List every line in the data entries below that contains the word "black".

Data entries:
<<<<
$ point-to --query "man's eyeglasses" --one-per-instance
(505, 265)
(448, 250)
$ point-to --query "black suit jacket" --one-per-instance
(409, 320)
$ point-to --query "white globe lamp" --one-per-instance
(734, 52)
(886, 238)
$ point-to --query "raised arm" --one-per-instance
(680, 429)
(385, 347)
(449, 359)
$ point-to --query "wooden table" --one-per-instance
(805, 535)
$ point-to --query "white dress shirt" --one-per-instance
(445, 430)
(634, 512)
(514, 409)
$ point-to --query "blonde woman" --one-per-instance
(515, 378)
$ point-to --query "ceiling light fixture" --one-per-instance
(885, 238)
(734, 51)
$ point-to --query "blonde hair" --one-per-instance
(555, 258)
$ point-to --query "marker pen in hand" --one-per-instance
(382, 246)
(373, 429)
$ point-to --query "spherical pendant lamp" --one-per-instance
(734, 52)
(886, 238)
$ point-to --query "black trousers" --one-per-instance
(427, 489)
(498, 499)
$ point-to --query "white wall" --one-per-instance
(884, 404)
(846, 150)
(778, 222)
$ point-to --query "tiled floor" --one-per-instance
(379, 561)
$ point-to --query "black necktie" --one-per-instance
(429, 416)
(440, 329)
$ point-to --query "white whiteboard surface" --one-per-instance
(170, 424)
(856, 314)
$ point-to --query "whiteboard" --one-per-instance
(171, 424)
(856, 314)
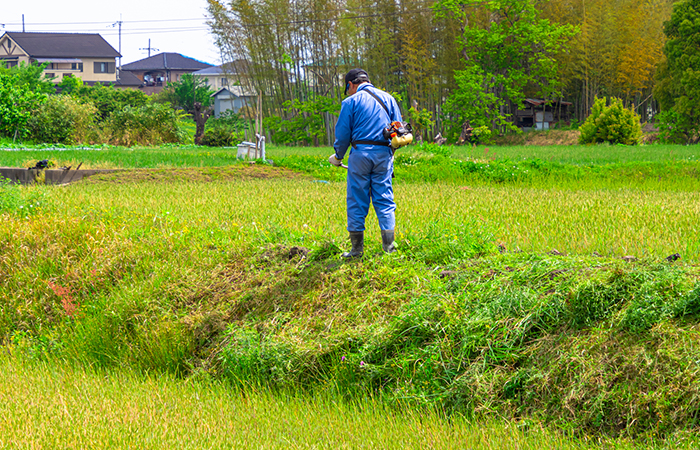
>>>>
__SOLUTION TO THE PROBLEM__.
$ point-to --query "black suit jacket" --one-per-instance
$ point-to --query "black trousers" --one-per-instance
$ point-to --query "black necktie" --one-per-instance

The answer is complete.